(Stored items)
=== Begin Enclosure ===

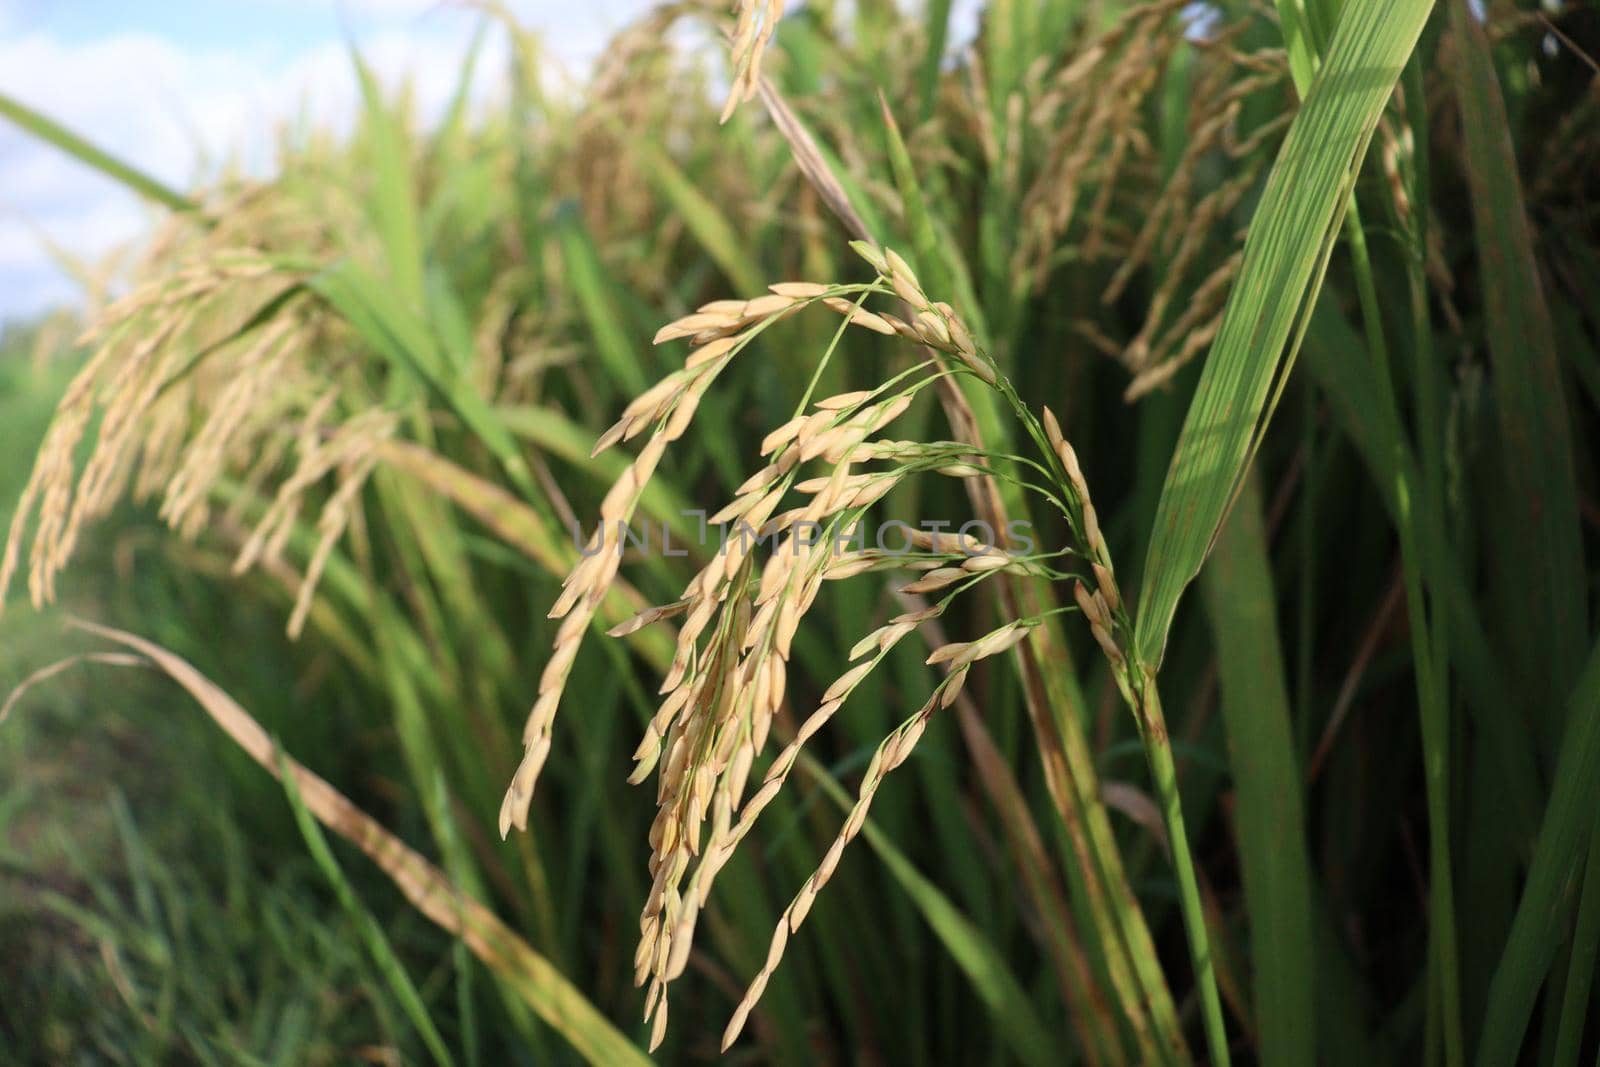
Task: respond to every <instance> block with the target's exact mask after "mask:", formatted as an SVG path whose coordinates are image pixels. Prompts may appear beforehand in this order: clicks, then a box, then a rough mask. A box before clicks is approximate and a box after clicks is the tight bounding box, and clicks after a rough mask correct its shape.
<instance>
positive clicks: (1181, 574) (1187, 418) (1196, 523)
mask: <svg viewBox="0 0 1600 1067" xmlns="http://www.w3.org/2000/svg"><path fill="white" fill-rule="evenodd" d="M1430 10H1432V0H1352V2H1350V3H1349V5H1346V10H1344V16H1342V18H1341V19H1339V27H1338V30H1336V32H1334V37H1333V43H1331V45H1330V48H1328V58H1326V61H1325V62H1323V66H1322V69H1320V70H1318V74H1317V78H1315V82H1314V83H1312V86H1310V91H1309V93H1307V96H1306V104H1304V107H1301V112H1299V114H1298V115H1296V117H1294V123H1293V125H1291V126H1290V133H1288V138H1286V139H1285V142H1283V149H1282V150H1280V152H1278V158H1277V163H1275V165H1274V168H1272V174H1270V176H1269V178H1267V187H1266V192H1264V194H1262V198H1261V205H1259V206H1258V208H1256V214H1254V218H1253V219H1251V226H1250V234H1248V237H1246V238H1245V259H1243V264H1242V266H1240V275H1238V280H1237V282H1235V283H1234V290H1232V291H1230V293H1229V299H1227V307H1226V309H1224V312H1222V323H1221V326H1219V330H1218V339H1216V342H1214V344H1213V347H1211V355H1210V358H1208V360H1206V365H1205V371H1203V373H1202V376H1200V386H1198V389H1197V392H1195V398H1194V402H1192V403H1190V406H1189V414H1187V418H1186V419H1184V429H1182V435H1181V437H1179V442H1178V448H1176V451H1174V454H1173V462H1171V467H1170V469H1168V474H1166V485H1165V486H1163V490H1162V501H1160V504H1158V507H1157V515H1155V530H1154V531H1152V536H1150V547H1149V553H1147V557H1146V566H1144V587H1142V590H1141V597H1139V613H1138V622H1136V633H1134V641H1136V645H1138V649H1139V653H1141V657H1142V659H1144V662H1146V664H1147V665H1149V667H1150V669H1154V667H1155V665H1158V664H1160V659H1162V654H1163V651H1165V646H1166V633H1168V630H1170V627H1171V622H1173V613H1174V611H1176V609H1178V600H1179V598H1181V597H1182V592H1184V589H1186V587H1187V585H1189V582H1190V581H1194V577H1195V574H1198V571H1200V565H1202V563H1203V561H1205V557H1206V553H1208V552H1210V549H1211V542H1213V539H1214V536H1216V531H1218V528H1219V526H1221V525H1222V518H1224V517H1226V514H1227V509H1229V506H1230V504H1232V501H1234V496H1235V493H1237V491H1238V486H1240V482H1242V478H1243V472H1245V467H1246V466H1248V464H1250V459H1251V458H1253V454H1254V450H1256V446H1258V445H1259V440H1261V434H1262V432H1264V429H1266V422H1267V419H1269V418H1270V414H1272V413H1270V403H1274V402H1275V397H1277V394H1278V390H1280V389H1282V384H1283V379H1285V376H1286V374H1288V370H1290V366H1291V365H1293V362H1294V354H1296V349H1298V336H1296V339H1294V342H1293V344H1291V342H1290V334H1291V333H1296V334H1298V333H1299V331H1298V330H1296V326H1302V325H1304V318H1306V314H1307V309H1309V307H1310V306H1312V304H1314V302H1315V296H1317V291H1318V288H1320V285H1322V277H1323V270H1325V269H1326V261H1328V254H1330V251H1331V243H1333V237H1334V234H1336V232H1338V227H1339V224H1341V222H1342V218H1344V206H1346V202H1347V198H1349V194H1350V187H1352V184H1354V181H1355V174H1357V173H1358V170H1360V165H1362V158H1363V157H1365V155H1366V144H1368V141H1370V139H1371V134H1373V130H1374V128H1376V126H1378V118H1379V115H1382V109H1384V104H1386V102H1387V99H1389V94H1390V93H1392V91H1394V86H1395V82H1397V80H1398V78H1400V72H1402V69H1403V66H1405V61H1406V58H1408V56H1410V54H1411V48H1413V46H1414V45H1416V38H1418V35H1419V34H1421V32H1422V24H1424V22H1426V21H1427V14H1429V11H1430ZM1285 346H1288V350H1286V352H1285Z"/></svg>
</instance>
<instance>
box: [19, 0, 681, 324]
mask: <svg viewBox="0 0 1600 1067" xmlns="http://www.w3.org/2000/svg"><path fill="white" fill-rule="evenodd" d="M507 6H510V8H512V10H514V11H515V13H517V14H518V18H522V21H523V22H525V24H528V26H533V27H536V29H539V30H542V34H544V40H546V43H547V45H549V46H550V48H552V51H554V53H555V54H557V56H558V58H562V59H563V61H565V62H566V64H568V66H570V67H573V69H581V67H582V66H586V64H587V61H589V59H592V58H594V54H595V53H597V51H598V50H600V46H602V45H603V42H605V38H606V37H608V35H610V34H611V32H613V30H616V29H618V27H621V26H622V24H626V22H627V21H629V19H630V18H634V16H635V14H638V13H640V11H643V10H645V8H646V6H650V3H648V0H584V2H582V3H566V2H562V0H509V3H507ZM475 26H477V18H475V16H474V14H470V13H467V11H464V10H461V8H459V6H454V5H450V3H438V2H437V0H342V2H339V3H334V2H330V0H227V2H221V3H219V2H218V0H144V2H139V0H131V2H130V0H0V91H3V93H6V94H8V96H13V98H16V99H21V101H22V102H26V104H29V106H32V107H37V109H40V110H43V112H45V114H48V115H51V117H53V118H56V120H59V122H62V123H64V125H67V126H69V128H72V130H75V131H77V133H80V134H83V136H86V138H88V139H91V141H93V142H96V144H99V146H102V147H106V149H107V150H110V152H114V154H117V155H122V157H123V158H126V160H130V162H133V163H138V165H139V166H142V168H144V170H149V171H150V173H154V174H155V176H158V178H162V179H165V181H168V182H174V184H178V186H187V184H192V182H194V181H197V179H203V178H205V176H206V174H210V173H214V170H216V168H218V165H219V163H221V162H224V160H240V162H243V163H245V165H246V166H251V165H253V162H254V165H259V163H261V162H262V160H266V157H267V150H269V146H270V131H272V128H274V125H275V123H278V122H283V120H286V118H290V117H298V115H309V117H312V118H315V120H318V122H326V123H334V125H338V123H344V122H349V117H350V115H352V114H354V106H355V94H357V93H355V85H354V78H352V75H350V66H349V58H347V53H346V42H347V40H355V42H357V43H358V45H360V48H362V51H363V54H365V56H366V58H368V61H370V62H371V64H373V67H374V69H376V70H378V72H379V75H381V77H384V78H386V80H390V82H392V80H398V78H400V77H402V75H405V77H410V78H413V83H414V86H416V93H418V96H419V98H421V101H422V106H424V107H427V106H429V104H440V102H442V101H445V99H448V94H450V93H451V91H453V88H454V77H456V74H458V70H459V58H461V54H462V51H464V48H466V43H467V40H469V38H470V35H472V30H474V27H475ZM483 66H485V67H488V69H493V64H483ZM150 218H152V216H150V210H149V208H146V206H144V205H141V203H139V202H138V200H136V198H134V197H131V195H130V194H126V192H123V190H122V189H120V187H117V186H115V184H112V182H109V181H106V179H102V178H99V176H96V174H93V173H88V171H86V170H85V168H82V166H80V165H77V163H74V162H72V160H69V158H67V157H64V155H61V154H59V152H56V150H53V149H50V147H46V146H42V144H38V142H37V141H34V139H30V138H27V136H26V134H22V133H19V131H16V130H14V128H13V126H10V125H8V123H3V122H0V320H5V318H11V317H26V315H34V314H38V312H42V310H45V309H48V307H51V306H56V304H62V302H70V301H72V299H74V298H75V286H74V283H72V282H70V278H69V274H67V272H66V270H64V269H62V267H61V266H59V264H58V262H56V259H54V256H53V254H51V251H50V246H56V248H59V250H64V251H66V253H69V254H72V256H80V258H86V259H94V258H99V256H104V254H106V253H107V251H110V250H114V248H117V246H120V245H123V243H126V242H131V240H134V238H136V237H138V235H139V234H141V232H144V230H146V227H147V226H149V222H150Z"/></svg>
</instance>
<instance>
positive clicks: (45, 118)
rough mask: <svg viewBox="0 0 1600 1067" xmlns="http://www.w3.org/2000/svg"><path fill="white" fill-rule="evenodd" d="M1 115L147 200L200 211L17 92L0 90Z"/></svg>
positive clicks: (67, 154)
mask: <svg viewBox="0 0 1600 1067" xmlns="http://www.w3.org/2000/svg"><path fill="white" fill-rule="evenodd" d="M0 115H5V117H6V118H10V120H11V122H14V123H16V125H18V126H21V128H22V130H26V131H27V133H30V134H34V136H35V138H38V139H40V141H45V142H48V144H53V146H56V147H58V149H61V150H62V152H66V154H67V155H70V157H74V158H75V160H78V162H80V163H85V165H86V166H90V168H93V170H98V171H99V173H101V174H106V176H107V178H110V179H114V181H118V182H122V184H123V186H126V187H128V189H131V190H133V192H136V194H139V195H141V197H144V198H146V200H154V202H155V203H160V205H163V206H168V208H171V210H173V211H186V213H187V211H198V210H200V205H198V203H195V202H194V200H190V198H189V197H186V195H184V194H181V192H178V190H176V189H173V187H171V186H166V184H163V182H160V181H157V179H154V178H150V176H149V174H146V173H144V171H141V170H138V168H136V166H130V165H128V163H123V162H122V160H118V158H117V157H114V155H110V154H109V152H104V150H101V149H98V147H94V146H93V144H90V142H88V141H85V139H83V138H80V136H78V134H75V133H72V131H70V130H67V128H66V126H62V125H61V123H58V122H54V120H53V118H46V117H45V115H42V114H40V112H37V110H34V109H32V107H29V106H27V104H24V102H22V101H19V99H16V98H14V96H6V94H5V93H0Z"/></svg>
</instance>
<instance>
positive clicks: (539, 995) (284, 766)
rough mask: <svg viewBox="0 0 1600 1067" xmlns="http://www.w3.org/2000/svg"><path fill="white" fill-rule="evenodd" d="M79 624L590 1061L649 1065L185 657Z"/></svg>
mask: <svg viewBox="0 0 1600 1067" xmlns="http://www.w3.org/2000/svg"><path fill="white" fill-rule="evenodd" d="M77 625H78V627H82V629H83V630H86V632H90V633H94V635H98V637H102V638H106V640H109V641H114V643H117V645H122V646H125V648H131V649H134V651H136V653H139V654H141V656H144V657H146V659H149V661H150V662H154V664H155V665H157V667H158V669H160V670H162V672H163V673H166V675H168V677H170V678H171V680H173V681H176V683H178V685H179V686H182V688H184V689H186V691H187V693H189V696H192V697H194V699H195V702H198V704H200V707H203V709H205V712H206V713H208V715H210V717H211V720H213V721H214V723H216V725H218V726H219V728H221V729H222V731H224V733H226V734H227V736H229V737H232V739H234V742H235V744H237V745H238V747H240V749H243V750H245V753H246V755H250V758H253V760H254V761H256V763H259V765H261V766H262V768H266V769H267V771H269V773H272V774H277V773H278V768H280V763H278V760H280V758H282V766H283V768H285V769H286V771H288V773H290V774H293V776H294V785H296V787H298V789H299V795H301V798H302V801H304V803H306V806H307V808H310V811H312V813H314V814H315V816H317V819H318V821H320V822H322V824H323V825H326V827H330V829H331V830H334V832H336V833H339V835H341V837H344V838H346V840H349V841H350V843H352V845H355V846H357V848H358V849H362V851H363V853H365V854H366V856H368V857H370V859H371V861H373V862H374V864H378V865H379V867H381V869H382V870H384V873H386V875H389V877H390V878H392V880H394V883H395V888H398V889H400V893H402V894H405V897H406V899H408V901H410V902H411V905H413V907H416V909H418V910H419V912H422V913H424V915H426V917H427V918H429V920H432V921H434V923H437V925H438V926H440V928H443V929H445V931H446V933H451V934H458V936H459V937H461V939H462V941H464V942H466V944H467V947H469V949H470V950H472V953H474V955H477V957H478V958H480V960H483V963H485V965H486V966H488V968H490V969H491V971H494V973H496V974H499V976H501V977H504V979H506V981H507V982H509V984H510V985H512V987H514V989H515V990H517V993H518V995H520V997H522V998H523V1000H525V1001H526V1003H528V1006H530V1008H533V1009H534V1013H536V1014H538V1016H539V1017H541V1019H544V1022H546V1024H549V1027H550V1029H552V1030H555V1032H557V1033H560V1035H562V1037H563V1038H566V1041H568V1043H571V1046H573V1049H576V1051H578V1054H579V1056H582V1057H584V1059H586V1061H587V1062H590V1064H603V1065H605V1067H616V1065H622V1067H646V1065H648V1064H650V1062H651V1061H650V1057H648V1056H645V1054H643V1053H642V1051H638V1046H637V1045H634V1043H632V1041H630V1040H627V1037H626V1035H622V1033H621V1032H619V1030H618V1029H616V1027H613V1025H611V1024H610V1022H608V1021H606V1019H605V1016H602V1014H600V1013H598V1011H597V1009H595V1006H594V1005H592V1003H589V1000H587V998H584V995H582V993H581V992H579V990H578V989H576V987H574V985H573V984H571V982H568V981H566V979H565V977H563V976H562V974H560V971H557V969H555V968H554V966H552V965H550V961H549V960H546V958H544V957H542V955H539V953H538V952H534V950H533V949H531V947H530V945H528V944H526V942H525V941H523V939H522V937H518V936H517V933H515V931H514V929H510V928H509V926H507V925H506V923H502V921H501V920H499V918H496V917H494V913H493V912H490V910H488V909H486V907H483V905H482V904H478V902H477V901H475V899H472V897H470V896H467V894H464V893H461V891H459V889H458V888H456V886H454V885H451V883H450V880H448V878H445V875H443V873H442V872H440V870H438V869H437V867H434V865H432V864H430V862H427V861H426V859H422V856H419V854H418V853H416V851H413V849H411V848H410V846H408V845H406V843H405V841H402V840H400V838H397V837H395V835H394V833H390V832H389V830H386V829H384V827H382V825H381V824H379V822H378V821H376V819H373V817H371V816H368V814H366V813H365V811H362V809H360V808H357V806H355V805H354V803H350V800H349V798H347V797H346V795H344V793H341V792H339V790H336V789H334V787H333V785H330V784H328V782H326V781H325V779H323V777H320V776H318V774H314V773H312V771H309V769H306V768H304V766H301V765H299V763H296V761H294V760H291V758H288V755H286V753H282V752H280V750H278V747H277V745H275V744H274V742H272V739H270V737H269V736H267V733H266V731H264V729H262V728H261V725H259V723H258V721H256V720H254V718H253V717H251V715H250V713H248V712H246V710H245V709H243V707H240V705H238V702H237V701H234V697H230V696H229V694H227V693H224V691H222V689H221V688H218V686H216V683H213V681H211V680H210V678H206V677H205V675H202V673H200V672H198V670H195V669H194V665H192V664H189V662H187V661H186V659H182V657H181V656H176V654H173V653H170V651H166V649H165V648H162V646H160V645H155V643H152V641H147V640H144V638H141V637H136V635H133V633H128V632H125V630H115V629H110V627H102V625H96V624H93V622H78V624H77Z"/></svg>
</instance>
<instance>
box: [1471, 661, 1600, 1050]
mask: <svg viewBox="0 0 1600 1067" xmlns="http://www.w3.org/2000/svg"><path fill="white" fill-rule="evenodd" d="M1566 712H1568V713H1566V729H1565V731H1563V734H1562V747H1560V753H1562V757H1560V761H1558V763H1557V765H1555V782H1554V784H1552V787H1550V803H1549V806H1547V808H1546V811H1544V824H1542V825H1541V827H1539V849H1538V851H1536V853H1534V854H1533V865H1531V867H1530V869H1528V881H1526V883H1525V886H1523V891H1522V901H1520V902H1518V904H1517V918H1514V920H1512V926H1510V937H1507V939H1506V953H1504V955H1502V957H1501V961H1499V966H1498V968H1494V981H1493V982H1491V984H1490V998H1488V1014H1486V1016H1485V1019H1483V1038H1482V1040H1480V1043H1478V1056H1477V1062H1478V1065H1480V1067H1498V1065H1499V1064H1512V1062H1517V1049H1518V1048H1520V1046H1522V1038H1523V1033H1525V1032H1526V1029H1528V1017H1530V1016H1531V1014H1533V1001H1534V1000H1536V998H1538V995H1539V987H1541V985H1542V984H1544V979H1546V976H1547V974H1549V971H1550V965H1552V963H1554V961H1555V950H1557V949H1558V947H1560V944H1562V937H1563V936H1565V929H1566V921H1568V917H1570V915H1571V912H1573V907H1574V905H1576V902H1578V893H1579V888H1581V881H1582V878H1581V877H1579V875H1581V872H1582V862H1584V848H1586V846H1587V845H1589V838H1590V835H1592V833H1594V825H1595V797H1600V643H1597V645H1595V646H1594V651H1590V653H1589V664H1587V665H1586V667H1584V672H1582V677H1581V678H1579V681H1578V686H1576V689H1573V696H1571V699H1570V701H1568V702H1566Z"/></svg>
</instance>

=== End Enclosure ===

● **WHAT THE EXERCISE ASKS**: Please rewrite the data from its start through the line containing "positive clicks: (1181, 574)", renaming "rough mask" to "coarse mask" and leaving everything else unchanged. Leave the pictures out of your answer.

● **ANSWER FOR THE TASK**:
Task: respond to every <instance> block with the target's exact mask after "mask:", formatted as an SVG path whose coordinates are image pixels. Prompts may appear beforehand in this order: clicks, then a box, then a coarse mask. A box before clicks is approximate and a box after clicks is the tight bounding box, and clicks after a coarse mask correct its shape.
<instance>
positive clicks: (1181, 574) (1187, 418) (1196, 523)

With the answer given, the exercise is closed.